+++ Records for this exercise

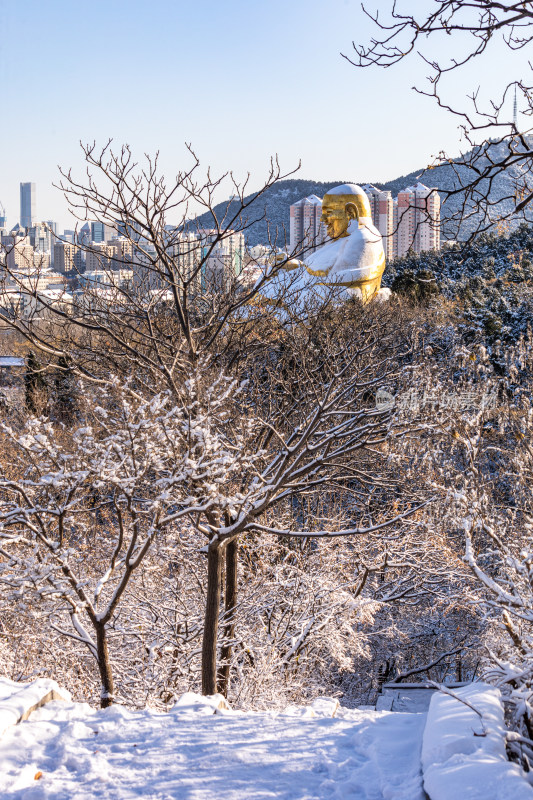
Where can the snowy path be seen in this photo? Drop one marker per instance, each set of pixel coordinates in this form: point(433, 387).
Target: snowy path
point(117, 754)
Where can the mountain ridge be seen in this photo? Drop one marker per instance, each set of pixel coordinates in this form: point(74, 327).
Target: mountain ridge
point(276, 200)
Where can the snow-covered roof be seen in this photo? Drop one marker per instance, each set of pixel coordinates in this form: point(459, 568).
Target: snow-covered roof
point(346, 188)
point(313, 199)
point(11, 361)
point(418, 187)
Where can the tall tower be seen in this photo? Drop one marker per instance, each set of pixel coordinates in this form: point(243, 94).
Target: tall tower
point(27, 205)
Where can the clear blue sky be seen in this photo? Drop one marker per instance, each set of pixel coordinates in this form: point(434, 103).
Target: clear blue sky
point(240, 79)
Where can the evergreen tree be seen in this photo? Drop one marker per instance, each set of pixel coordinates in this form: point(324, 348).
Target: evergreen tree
point(65, 401)
point(35, 384)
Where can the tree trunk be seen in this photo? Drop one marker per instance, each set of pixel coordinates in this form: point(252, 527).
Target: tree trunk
point(107, 694)
point(212, 606)
point(230, 603)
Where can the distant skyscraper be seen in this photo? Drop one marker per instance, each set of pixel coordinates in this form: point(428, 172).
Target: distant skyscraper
point(100, 232)
point(306, 228)
point(27, 205)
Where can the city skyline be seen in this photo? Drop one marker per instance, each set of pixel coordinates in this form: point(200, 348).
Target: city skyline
point(231, 50)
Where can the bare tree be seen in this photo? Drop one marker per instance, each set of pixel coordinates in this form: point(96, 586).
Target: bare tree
point(498, 147)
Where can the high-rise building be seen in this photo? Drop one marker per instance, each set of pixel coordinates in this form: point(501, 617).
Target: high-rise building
point(306, 231)
point(27, 204)
point(382, 206)
point(100, 232)
point(67, 258)
point(99, 257)
point(418, 220)
point(40, 237)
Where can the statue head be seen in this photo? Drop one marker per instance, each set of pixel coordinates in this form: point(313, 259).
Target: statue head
point(341, 205)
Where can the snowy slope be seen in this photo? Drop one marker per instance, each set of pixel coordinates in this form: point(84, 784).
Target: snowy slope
point(193, 754)
point(463, 752)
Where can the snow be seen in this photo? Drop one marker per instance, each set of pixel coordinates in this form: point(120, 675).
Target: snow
point(17, 700)
point(202, 750)
point(198, 752)
point(463, 753)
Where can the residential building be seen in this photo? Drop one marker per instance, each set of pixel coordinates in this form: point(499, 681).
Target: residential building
point(27, 205)
point(40, 237)
point(67, 258)
point(382, 206)
point(100, 232)
point(306, 229)
point(418, 220)
point(99, 257)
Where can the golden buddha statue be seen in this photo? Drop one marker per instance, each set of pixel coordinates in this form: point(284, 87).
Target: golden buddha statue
point(353, 257)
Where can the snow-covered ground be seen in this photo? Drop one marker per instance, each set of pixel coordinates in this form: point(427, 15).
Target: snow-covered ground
point(191, 754)
point(201, 751)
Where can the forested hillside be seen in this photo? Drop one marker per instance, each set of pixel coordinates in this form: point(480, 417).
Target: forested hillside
point(275, 203)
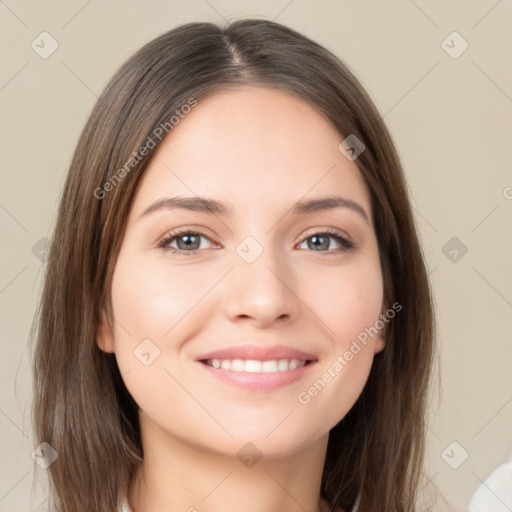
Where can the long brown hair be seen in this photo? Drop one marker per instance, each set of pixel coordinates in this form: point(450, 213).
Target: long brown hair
point(81, 406)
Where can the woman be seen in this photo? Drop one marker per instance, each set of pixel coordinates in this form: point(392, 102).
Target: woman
point(236, 312)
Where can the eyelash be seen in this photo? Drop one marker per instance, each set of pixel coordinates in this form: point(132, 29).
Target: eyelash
point(346, 245)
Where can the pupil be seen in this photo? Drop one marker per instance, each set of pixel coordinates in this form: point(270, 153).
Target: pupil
point(315, 245)
point(189, 241)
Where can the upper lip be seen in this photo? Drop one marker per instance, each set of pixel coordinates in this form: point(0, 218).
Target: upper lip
point(258, 353)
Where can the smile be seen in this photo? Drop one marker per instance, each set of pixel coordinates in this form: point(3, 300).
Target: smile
point(254, 366)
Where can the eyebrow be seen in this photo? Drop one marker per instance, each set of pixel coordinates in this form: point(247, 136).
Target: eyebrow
point(211, 206)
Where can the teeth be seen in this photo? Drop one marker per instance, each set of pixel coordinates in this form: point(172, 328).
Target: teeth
point(252, 366)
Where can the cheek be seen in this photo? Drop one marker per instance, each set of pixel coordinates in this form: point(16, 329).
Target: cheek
point(347, 299)
point(153, 300)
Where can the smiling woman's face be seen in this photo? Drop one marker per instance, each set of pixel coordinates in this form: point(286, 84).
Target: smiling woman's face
point(252, 278)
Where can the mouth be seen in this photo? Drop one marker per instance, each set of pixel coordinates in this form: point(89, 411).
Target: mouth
point(258, 368)
point(255, 366)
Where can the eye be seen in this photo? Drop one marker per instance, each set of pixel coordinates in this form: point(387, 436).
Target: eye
point(322, 240)
point(187, 242)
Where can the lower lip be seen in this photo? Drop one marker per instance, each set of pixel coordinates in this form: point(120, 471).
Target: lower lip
point(259, 381)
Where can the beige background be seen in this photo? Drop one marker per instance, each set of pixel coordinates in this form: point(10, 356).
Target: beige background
point(450, 117)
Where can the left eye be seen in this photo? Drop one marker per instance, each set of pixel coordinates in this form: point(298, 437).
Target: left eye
point(319, 241)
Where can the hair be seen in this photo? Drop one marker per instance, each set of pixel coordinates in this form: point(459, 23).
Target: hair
point(81, 407)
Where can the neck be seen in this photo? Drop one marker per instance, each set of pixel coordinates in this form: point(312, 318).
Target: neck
point(177, 476)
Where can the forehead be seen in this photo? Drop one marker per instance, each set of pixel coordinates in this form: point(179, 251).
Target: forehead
point(251, 146)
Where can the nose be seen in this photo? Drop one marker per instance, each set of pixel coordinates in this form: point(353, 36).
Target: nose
point(261, 293)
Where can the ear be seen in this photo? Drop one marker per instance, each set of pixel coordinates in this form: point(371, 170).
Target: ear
point(380, 344)
point(105, 338)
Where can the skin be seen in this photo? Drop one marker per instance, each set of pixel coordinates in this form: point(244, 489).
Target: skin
point(259, 151)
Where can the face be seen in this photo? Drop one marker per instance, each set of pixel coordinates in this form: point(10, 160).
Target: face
point(235, 320)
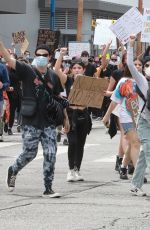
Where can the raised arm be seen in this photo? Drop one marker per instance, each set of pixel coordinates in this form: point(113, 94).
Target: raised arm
point(139, 78)
point(5, 54)
point(62, 76)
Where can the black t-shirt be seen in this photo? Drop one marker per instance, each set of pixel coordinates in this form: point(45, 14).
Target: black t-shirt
point(31, 86)
point(90, 69)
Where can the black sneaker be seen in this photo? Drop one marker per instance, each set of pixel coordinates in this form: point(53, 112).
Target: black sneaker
point(11, 178)
point(50, 193)
point(123, 173)
point(130, 169)
point(118, 163)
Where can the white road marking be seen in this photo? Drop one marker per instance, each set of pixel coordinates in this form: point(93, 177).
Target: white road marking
point(60, 150)
point(110, 159)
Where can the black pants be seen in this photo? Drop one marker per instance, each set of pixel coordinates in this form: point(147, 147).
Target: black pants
point(76, 139)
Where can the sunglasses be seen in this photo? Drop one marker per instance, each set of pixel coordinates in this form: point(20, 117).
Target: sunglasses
point(43, 55)
point(147, 65)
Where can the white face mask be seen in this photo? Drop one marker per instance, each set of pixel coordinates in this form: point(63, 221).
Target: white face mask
point(113, 63)
point(147, 71)
point(41, 61)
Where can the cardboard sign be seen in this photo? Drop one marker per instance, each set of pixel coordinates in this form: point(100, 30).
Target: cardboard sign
point(145, 35)
point(129, 23)
point(24, 46)
point(76, 48)
point(18, 37)
point(103, 34)
point(88, 91)
point(48, 37)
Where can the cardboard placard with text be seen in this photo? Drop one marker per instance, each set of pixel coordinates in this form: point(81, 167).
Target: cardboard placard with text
point(88, 91)
point(18, 37)
point(48, 37)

++++++

**What to work on:**
Extract every line from the one with "Where can the sunglasses" down to the final line above, both included, exactly as written.

**Solution:**
Where can the sunglasses be seen in this photo? Drop one marker per instance, each set of pixel coordinates in this form: point(20, 117).
Target: sunglasses
point(43, 55)
point(147, 65)
Where can the white face mask be seen in this photo? Drop one marker per instance, each set of pixel coordinates in this form: point(63, 221).
Target: white face mask
point(113, 63)
point(147, 71)
point(41, 61)
Where can the cardboard sign be seen in this photo? Drop one marker per instance, each set of pixel coordinates in this form: point(100, 30).
Target: cardboard sign
point(145, 35)
point(129, 23)
point(24, 46)
point(76, 48)
point(18, 37)
point(103, 34)
point(88, 91)
point(48, 37)
Where can the cardboard placard with text be seen in this photo? Drop one marker per instance, each set of pixel coordinates in this form: point(81, 167).
Target: cardboard placard with text
point(88, 91)
point(18, 37)
point(48, 37)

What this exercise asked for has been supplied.